━━ Given records
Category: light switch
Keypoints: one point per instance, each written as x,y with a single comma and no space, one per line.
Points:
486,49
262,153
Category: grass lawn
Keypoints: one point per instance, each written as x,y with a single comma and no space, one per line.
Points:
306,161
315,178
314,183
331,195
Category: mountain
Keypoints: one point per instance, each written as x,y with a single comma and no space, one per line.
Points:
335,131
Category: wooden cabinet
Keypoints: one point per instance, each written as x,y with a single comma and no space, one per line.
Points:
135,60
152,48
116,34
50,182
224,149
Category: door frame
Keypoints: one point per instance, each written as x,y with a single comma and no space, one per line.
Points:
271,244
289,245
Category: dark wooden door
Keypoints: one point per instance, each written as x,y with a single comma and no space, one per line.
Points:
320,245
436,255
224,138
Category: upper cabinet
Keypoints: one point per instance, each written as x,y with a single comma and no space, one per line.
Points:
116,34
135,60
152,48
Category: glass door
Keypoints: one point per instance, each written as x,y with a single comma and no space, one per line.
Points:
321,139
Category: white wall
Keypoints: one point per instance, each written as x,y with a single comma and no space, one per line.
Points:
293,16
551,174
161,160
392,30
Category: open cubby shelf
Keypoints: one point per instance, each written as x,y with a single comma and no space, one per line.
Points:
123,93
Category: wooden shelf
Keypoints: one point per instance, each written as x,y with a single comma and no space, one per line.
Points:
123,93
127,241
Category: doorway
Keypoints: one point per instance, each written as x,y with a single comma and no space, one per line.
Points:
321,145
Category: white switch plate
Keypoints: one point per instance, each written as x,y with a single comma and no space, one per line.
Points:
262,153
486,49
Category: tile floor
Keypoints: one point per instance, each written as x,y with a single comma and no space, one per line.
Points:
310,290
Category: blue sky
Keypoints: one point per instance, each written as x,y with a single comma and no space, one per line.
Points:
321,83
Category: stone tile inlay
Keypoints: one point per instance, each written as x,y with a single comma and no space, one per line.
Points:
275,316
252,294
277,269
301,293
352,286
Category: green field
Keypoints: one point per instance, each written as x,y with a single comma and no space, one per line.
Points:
━━━━
◆ **Exercise directions**: Reproduce the listing starting at the line that contains "Category: blue sky" and ending at the end of the listing, replacing "Category" with "Label" and leaving everything else unchanged.

◆ **Task response**:
Label: blue sky
Keypoints: one point per instance, each written as x,y with a single comma and no space, one per line.
Points:
321,83
Label: stone tile inlay
Keypoints: one point per instance, each written as x,y with a single comma and no space, one per line.
Points:
275,316
252,294
277,269
301,293
352,286
Label: green field
Keypoints: one point per instance, each written as x,y with a single comma and no space, one per line.
Points:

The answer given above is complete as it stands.